Data supplied:
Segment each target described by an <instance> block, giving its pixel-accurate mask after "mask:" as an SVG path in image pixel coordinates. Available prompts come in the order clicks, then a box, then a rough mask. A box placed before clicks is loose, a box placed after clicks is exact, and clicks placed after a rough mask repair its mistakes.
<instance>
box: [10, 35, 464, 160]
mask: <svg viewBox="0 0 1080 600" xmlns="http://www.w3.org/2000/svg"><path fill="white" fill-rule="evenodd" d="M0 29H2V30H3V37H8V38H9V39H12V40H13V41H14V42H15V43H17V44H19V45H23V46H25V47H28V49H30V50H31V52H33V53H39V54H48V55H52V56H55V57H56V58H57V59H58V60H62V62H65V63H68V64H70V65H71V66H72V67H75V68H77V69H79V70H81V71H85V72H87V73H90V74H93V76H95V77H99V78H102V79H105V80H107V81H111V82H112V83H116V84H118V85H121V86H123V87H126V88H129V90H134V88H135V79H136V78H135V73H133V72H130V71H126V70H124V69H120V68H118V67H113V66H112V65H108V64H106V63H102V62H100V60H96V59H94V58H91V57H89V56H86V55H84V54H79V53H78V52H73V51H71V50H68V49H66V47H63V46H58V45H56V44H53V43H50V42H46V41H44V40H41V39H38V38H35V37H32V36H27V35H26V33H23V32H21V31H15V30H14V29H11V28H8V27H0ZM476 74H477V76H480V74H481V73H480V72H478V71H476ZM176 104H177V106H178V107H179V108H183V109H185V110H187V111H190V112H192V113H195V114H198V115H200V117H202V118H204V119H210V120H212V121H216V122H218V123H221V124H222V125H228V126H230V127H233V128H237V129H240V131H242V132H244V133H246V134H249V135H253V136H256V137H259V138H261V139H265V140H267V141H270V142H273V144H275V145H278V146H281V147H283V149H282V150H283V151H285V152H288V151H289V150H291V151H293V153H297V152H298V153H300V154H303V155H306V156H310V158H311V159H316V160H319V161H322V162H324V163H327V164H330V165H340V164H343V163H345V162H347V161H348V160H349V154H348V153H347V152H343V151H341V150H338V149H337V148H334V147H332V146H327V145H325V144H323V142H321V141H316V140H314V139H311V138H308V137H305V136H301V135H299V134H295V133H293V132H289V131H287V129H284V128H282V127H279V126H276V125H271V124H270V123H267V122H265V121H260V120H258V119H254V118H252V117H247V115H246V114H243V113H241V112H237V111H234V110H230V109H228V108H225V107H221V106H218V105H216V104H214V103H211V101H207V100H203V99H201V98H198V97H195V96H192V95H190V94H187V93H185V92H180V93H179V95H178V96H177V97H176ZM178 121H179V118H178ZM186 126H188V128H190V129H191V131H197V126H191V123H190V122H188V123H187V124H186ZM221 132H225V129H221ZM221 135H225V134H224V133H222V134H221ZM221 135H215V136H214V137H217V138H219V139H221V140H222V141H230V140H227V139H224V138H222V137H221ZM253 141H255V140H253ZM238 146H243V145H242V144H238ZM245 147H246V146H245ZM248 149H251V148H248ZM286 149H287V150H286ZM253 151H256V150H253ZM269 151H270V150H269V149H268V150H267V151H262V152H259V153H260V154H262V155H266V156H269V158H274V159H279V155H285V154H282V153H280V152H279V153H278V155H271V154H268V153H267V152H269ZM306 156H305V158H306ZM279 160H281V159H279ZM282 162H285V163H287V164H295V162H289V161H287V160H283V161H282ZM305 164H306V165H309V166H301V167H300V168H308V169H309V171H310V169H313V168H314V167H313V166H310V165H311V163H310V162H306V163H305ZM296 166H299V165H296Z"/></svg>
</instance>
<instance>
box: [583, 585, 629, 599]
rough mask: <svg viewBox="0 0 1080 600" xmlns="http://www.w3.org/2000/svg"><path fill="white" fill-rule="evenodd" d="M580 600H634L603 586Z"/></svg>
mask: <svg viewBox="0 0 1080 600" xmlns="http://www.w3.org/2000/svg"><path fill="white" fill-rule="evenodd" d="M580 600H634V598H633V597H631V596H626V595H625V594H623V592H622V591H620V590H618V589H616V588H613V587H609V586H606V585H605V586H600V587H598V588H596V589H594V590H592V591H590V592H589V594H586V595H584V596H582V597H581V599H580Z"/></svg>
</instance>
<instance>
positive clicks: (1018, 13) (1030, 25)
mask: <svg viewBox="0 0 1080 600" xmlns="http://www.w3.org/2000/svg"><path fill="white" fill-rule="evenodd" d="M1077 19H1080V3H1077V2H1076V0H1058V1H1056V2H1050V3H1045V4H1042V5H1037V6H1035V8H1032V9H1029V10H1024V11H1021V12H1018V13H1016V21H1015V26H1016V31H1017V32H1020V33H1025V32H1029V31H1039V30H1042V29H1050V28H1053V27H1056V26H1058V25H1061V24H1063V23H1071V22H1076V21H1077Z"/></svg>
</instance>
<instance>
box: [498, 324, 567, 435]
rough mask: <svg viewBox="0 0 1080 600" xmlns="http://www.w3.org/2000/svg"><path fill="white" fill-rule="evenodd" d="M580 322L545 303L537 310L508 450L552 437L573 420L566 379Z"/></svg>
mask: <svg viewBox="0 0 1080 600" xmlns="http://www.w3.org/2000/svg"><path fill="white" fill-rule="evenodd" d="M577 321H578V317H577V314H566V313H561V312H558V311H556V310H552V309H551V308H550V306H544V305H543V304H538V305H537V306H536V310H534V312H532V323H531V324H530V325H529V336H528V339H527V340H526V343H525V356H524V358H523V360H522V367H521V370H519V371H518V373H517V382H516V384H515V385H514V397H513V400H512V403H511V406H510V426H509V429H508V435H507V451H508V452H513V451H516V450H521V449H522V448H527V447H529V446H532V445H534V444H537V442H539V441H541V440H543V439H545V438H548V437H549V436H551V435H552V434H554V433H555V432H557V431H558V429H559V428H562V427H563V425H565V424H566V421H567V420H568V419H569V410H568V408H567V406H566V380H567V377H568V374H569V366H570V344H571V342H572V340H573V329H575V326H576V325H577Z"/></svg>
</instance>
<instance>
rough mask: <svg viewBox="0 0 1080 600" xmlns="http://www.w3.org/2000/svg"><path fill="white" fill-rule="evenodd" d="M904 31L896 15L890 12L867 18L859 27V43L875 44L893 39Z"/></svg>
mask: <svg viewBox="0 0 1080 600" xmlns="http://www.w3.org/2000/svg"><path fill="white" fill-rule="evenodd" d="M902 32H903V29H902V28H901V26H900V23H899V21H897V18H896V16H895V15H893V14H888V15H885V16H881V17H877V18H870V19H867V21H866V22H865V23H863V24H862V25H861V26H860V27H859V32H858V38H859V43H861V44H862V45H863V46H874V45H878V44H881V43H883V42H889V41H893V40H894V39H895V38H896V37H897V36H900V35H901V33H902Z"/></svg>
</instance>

* * *

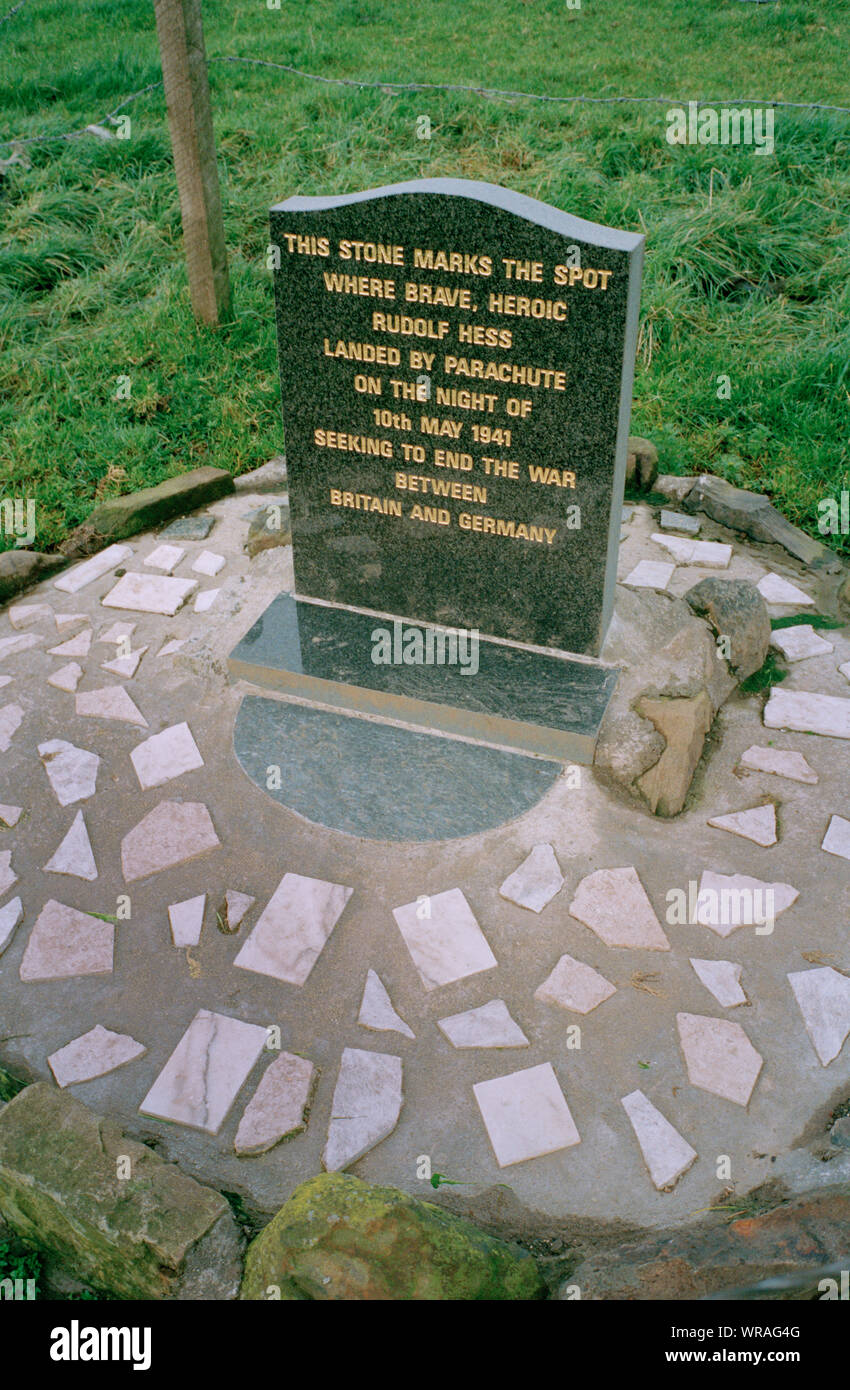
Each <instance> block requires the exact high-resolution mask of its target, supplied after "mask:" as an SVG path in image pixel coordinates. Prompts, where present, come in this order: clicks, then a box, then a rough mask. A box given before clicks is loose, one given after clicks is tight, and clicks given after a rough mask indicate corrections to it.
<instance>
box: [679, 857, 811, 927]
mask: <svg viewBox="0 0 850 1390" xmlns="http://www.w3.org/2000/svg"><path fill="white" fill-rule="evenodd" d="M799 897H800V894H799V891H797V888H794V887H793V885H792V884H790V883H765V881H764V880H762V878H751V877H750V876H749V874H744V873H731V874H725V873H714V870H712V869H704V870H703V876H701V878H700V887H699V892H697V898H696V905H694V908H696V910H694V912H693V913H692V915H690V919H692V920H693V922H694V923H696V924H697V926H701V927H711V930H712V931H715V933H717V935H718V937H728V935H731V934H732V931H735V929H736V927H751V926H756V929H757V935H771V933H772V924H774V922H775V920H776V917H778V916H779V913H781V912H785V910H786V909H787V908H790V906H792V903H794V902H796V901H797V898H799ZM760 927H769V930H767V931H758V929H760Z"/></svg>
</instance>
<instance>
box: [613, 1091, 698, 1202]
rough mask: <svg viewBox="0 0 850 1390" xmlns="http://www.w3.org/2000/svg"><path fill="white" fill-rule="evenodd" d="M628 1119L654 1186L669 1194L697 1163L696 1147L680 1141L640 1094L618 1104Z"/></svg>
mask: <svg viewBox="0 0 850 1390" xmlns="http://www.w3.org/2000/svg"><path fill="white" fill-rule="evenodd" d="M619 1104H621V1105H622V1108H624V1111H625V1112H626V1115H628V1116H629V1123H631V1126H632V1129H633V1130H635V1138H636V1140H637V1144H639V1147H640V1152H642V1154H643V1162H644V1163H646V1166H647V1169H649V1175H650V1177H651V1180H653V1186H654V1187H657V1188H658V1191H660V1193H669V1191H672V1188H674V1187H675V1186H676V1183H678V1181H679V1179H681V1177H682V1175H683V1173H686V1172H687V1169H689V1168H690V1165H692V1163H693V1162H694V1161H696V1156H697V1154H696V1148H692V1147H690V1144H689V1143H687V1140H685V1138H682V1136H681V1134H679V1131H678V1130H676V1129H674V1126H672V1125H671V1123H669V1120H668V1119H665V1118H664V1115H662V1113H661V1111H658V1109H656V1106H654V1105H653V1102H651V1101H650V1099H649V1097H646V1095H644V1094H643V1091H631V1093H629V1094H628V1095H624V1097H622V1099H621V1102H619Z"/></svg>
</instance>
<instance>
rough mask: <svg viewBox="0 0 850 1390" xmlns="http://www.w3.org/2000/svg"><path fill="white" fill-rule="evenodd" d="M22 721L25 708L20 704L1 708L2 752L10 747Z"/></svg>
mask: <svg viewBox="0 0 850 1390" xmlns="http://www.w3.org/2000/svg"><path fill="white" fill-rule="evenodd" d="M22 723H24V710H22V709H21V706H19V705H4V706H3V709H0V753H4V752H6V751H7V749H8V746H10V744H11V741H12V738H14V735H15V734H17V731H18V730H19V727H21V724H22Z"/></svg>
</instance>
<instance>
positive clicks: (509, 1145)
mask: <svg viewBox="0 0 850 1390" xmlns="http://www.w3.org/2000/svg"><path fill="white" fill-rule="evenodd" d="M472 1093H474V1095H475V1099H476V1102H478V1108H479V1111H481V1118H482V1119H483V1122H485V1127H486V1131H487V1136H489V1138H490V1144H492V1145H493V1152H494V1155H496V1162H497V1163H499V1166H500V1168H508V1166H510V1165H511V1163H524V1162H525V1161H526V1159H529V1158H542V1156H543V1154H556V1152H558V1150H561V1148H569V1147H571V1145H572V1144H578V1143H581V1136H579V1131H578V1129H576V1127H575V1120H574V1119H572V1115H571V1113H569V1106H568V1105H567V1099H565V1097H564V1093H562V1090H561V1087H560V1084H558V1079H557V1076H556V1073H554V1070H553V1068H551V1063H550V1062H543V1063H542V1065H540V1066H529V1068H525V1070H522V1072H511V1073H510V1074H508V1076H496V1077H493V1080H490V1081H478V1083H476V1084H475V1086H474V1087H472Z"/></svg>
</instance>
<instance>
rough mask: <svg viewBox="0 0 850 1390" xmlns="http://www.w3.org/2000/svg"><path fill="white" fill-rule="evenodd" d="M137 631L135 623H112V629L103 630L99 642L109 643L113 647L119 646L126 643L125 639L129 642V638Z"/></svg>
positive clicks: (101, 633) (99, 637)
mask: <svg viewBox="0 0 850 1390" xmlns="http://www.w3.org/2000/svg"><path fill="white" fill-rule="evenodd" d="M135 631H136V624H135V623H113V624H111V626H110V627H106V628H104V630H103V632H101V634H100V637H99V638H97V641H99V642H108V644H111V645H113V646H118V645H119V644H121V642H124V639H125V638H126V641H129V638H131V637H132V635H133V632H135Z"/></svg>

What is required: Copy the data from the line with "Segment each target" up to and including the line with "box: [10, 35, 464, 160]", renaming "rough mask" to "coarse mask" and leaving everything else unchanged.

Result:
Segment each target described by an <instance> block, giving its pixel-accurate mask after "mask:" as an SVG path in image pixel coordinates. Available prompts come in the order clicks, then a box, then a coarse mask. A box placed before clicks is loose, a box placed after clicks is exact, and clicks placed after a coarse mask repair its mistakes.
<instance>
box: [10, 35, 464, 160]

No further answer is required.